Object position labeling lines
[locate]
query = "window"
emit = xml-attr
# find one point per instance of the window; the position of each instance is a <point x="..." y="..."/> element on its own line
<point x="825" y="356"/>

_WHAT YOU HAVE TO DO_:
Edit the lines above, swapping every "instance" for "occurrence" and keeping the rest unchanged.

_EXERCISE OUTPUT_:
[locate]
query = "window"
emit = xml-attr
# find one point per occurrence of the window; the position of each occurrence is a <point x="..." y="..."/> element on its own line
<point x="825" y="356"/>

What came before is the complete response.